TO DO:
**A.** According to the news report on Sri Lanka and the U.S. training ban, how many people have been displaced by the fighting between the military and Tamil Tiger rebels?
**B.** Continue the news report on Sri Lanka and the U.S. training ban from the point where it stops.

PAGE TEXT:
Dr. M. Deveraj, director of Batticaloa Hospital: “All these are due to blast injuries. According to patients’ stories, they say they were in refugee camp, in a school, and some were at home. So, they say they were injured due to artillery blast. More than 15 patients are critically ill.”
An estimated 40,000 people have been displaced by fighting between the military and Tamil Tiger rebels over the past several days.
Back in the United States, the Bush administration has lifted a military training ban on 11 Latin American and Caribbean countries amid concerns over a string of recent victories by left-wing candidates in the hemisphere. The victories include Nicaragua, where Sandinista leader Daniel Ortega was elected president this week. USA Today reports the administration hopes the renewed training will help reverse the growing wave of opposition to U.S. policies. The ban was initially imposed four years ago on countries that refused to sign waivers granting immunity to the U.S. military before the International Criminal Court.

DATASET EXCERPTS:
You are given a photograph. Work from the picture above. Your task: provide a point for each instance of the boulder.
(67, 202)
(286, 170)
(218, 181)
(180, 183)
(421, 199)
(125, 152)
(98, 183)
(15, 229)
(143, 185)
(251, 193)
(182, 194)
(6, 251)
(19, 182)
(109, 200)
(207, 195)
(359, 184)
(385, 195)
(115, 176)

RESULTS FOR EACH TASK:
**A.** An estimated 40,000 people.

**B.**
In other news, four activists connected to the Environmental Liberation Front and the Animal Liberation Front pleaded guilty Thursday to a series of arsons in the Pacific Northwest. Daniel McGowan, Joyanna Zacher, Nathan Block and Jonathan Paul reached a plea bargain with the government where they took responsibility for the crimes on the condition they would never have to snitch on anyone else involved in the movement. The four had been facing sentences as severe as life plus over 1,000 years in prison. Six other activists have already pleaded guilty and are cooperating with prosecutors. According to their attorneys, the four could still face over 20 years because the government considers the arsons a form of terrorism.
Lauren Regan of the Civil Liberties Defense Center in Eugene, Oregon: “We believe these acts of arson are no different from any run-of-the-mill arson crimes, the only difference being is that these defendants based their acts on the simple fact that the crimes were motivated by a desire to end animal suffering and to prevent continued environmental destruction. But for their strongly held principled beliefs, we probably wouldn’t be facing this terrorism enhancement, which can add up to 20 years to their sentences.”
After the court hearing on Thursday, federal prosecutors claimed the Northwest cells of the Environmental Liberation Front and the Animal Liberation Front have now been effectively dismantled.
In California, two Los Angeles police officers are under investigation after video surfaced showing them repeatedly beating a man as he lay on the ground. The man, William Cardenas, is held down and punched in the face as he yells, “I can’t breathe.” The footage was posted on the website YouTube.com.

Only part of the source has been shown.